* Task prompt *
Write out the listing in full, matching it word for word.

* Material to process *
___
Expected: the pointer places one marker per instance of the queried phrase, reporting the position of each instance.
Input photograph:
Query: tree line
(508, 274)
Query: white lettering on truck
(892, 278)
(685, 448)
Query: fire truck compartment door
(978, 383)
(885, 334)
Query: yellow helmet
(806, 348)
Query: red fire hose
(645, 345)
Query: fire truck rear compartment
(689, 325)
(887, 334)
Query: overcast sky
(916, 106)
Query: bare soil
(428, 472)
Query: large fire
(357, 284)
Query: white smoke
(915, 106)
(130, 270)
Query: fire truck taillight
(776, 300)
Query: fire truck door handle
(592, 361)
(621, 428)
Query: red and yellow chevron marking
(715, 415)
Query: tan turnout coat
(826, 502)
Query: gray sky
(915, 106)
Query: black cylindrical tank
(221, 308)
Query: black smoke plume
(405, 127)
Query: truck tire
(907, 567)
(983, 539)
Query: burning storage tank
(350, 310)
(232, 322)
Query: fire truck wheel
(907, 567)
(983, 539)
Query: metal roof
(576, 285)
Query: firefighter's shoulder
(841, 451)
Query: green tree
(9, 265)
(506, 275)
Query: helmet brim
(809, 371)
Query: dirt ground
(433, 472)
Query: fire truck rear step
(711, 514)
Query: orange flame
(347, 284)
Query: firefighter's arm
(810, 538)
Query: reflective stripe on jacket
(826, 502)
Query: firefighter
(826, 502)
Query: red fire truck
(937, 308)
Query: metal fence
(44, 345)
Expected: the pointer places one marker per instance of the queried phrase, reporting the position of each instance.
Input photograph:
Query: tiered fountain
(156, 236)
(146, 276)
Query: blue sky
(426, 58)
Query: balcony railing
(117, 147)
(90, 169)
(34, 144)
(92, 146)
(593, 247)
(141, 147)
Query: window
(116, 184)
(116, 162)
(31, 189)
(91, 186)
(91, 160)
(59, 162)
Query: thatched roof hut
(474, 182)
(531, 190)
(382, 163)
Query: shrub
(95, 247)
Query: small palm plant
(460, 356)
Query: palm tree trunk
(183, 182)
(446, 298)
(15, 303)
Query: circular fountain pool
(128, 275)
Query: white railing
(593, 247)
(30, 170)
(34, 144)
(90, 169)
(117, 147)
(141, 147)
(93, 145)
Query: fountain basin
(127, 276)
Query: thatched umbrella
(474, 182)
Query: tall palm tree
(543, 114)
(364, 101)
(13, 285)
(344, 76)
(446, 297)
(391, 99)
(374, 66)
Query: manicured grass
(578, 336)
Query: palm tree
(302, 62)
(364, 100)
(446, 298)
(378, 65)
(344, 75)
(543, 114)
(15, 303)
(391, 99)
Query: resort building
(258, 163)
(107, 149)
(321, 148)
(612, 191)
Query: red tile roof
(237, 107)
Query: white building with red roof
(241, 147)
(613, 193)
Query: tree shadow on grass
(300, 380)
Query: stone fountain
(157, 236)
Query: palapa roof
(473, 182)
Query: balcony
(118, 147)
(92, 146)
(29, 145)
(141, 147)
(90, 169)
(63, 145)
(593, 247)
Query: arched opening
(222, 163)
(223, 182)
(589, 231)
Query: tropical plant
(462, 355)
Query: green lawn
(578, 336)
___
* Solution to the problem *
Expected: the pointer places one marker per instance of the queried phrase, reporting the position of each instance.
Input photograph:
Query: tree line
(508, 274)
Query: white lettering on truck
(892, 278)
(685, 448)
Query: fire truck compartment door
(978, 383)
(885, 334)
Query: yellow helmet
(806, 348)
Query: red fire hose
(645, 345)
Query: fire truck rear compartment
(689, 325)
(887, 334)
Query: overcast sky
(916, 106)
Query: bare soil
(428, 472)
Query: large fire
(357, 284)
Query: white smoke
(915, 106)
(130, 270)
Query: fire truck taillight
(776, 300)
Query: fire truck door handle
(592, 361)
(621, 428)
Query: red and yellow chevron marking
(715, 415)
Query: tan turnout coat
(826, 502)
Query: gray sky
(915, 106)
Query: black cylindrical tank
(221, 308)
Query: black smoke plume
(405, 127)
Query: truck tire
(907, 567)
(983, 539)
Query: burning storage tank
(350, 310)
(232, 322)
Query: fire truck wheel
(907, 567)
(983, 539)
Query: metal roof
(576, 285)
Query: firefighter's shoulder
(841, 451)
Query: green tree
(9, 265)
(506, 275)
Query: helmet brim
(809, 371)
Query: dirt ground
(433, 472)
Query: fire truck rear step
(711, 514)
Query: orange flame
(347, 284)
Query: firefighter's arm
(810, 538)
Query: reflective stripe on jacket
(826, 502)
Query: firefighter
(826, 502)
Query: red fire truck
(937, 308)
Query: metal fence
(44, 345)
Expected: the pointer places one marker per instance of the queried phrase, reporting the position of each instance.
Input photograph:
Query: tiered fountain
(156, 236)
(146, 276)
Query: blue sky
(426, 58)
Query: balcony railing
(117, 147)
(90, 169)
(34, 144)
(92, 146)
(593, 247)
(141, 147)
Query: window
(116, 184)
(116, 162)
(31, 189)
(91, 186)
(91, 160)
(59, 162)
Query: thatched roof hut
(474, 182)
(531, 190)
(382, 163)
Query: shrub
(95, 247)
Query: small palm plant
(460, 356)
Query: palm tree trunk
(183, 182)
(446, 298)
(15, 303)
Query: circular fountain pool
(128, 275)
Query: white railing
(593, 247)
(30, 170)
(34, 144)
(90, 169)
(117, 147)
(141, 147)
(93, 145)
Query: fountain basin
(127, 276)
Query: thatched umbrella
(474, 182)
Query: tall palm tree
(543, 114)
(364, 101)
(13, 285)
(344, 76)
(446, 297)
(391, 99)
(374, 66)
Query: manicured grass
(578, 336)
Query: palm tree
(302, 62)
(364, 100)
(446, 298)
(378, 65)
(344, 75)
(543, 114)
(15, 303)
(391, 99)
Query: resort building
(258, 163)
(107, 149)
(321, 148)
(612, 191)
Query: red tile roof
(237, 107)
Query: white building with red roof
(241, 147)
(613, 193)
Query: tree shadow on grass
(300, 380)
Query: stone fountain
(157, 236)
Query: palapa roof
(473, 182)
Query: balcony
(118, 147)
(92, 146)
(29, 145)
(141, 147)
(90, 169)
(63, 145)
(593, 247)
Query: arched opening
(222, 163)
(223, 182)
(589, 231)
Query: tropical plant
(462, 355)
Query: green lawn
(578, 336)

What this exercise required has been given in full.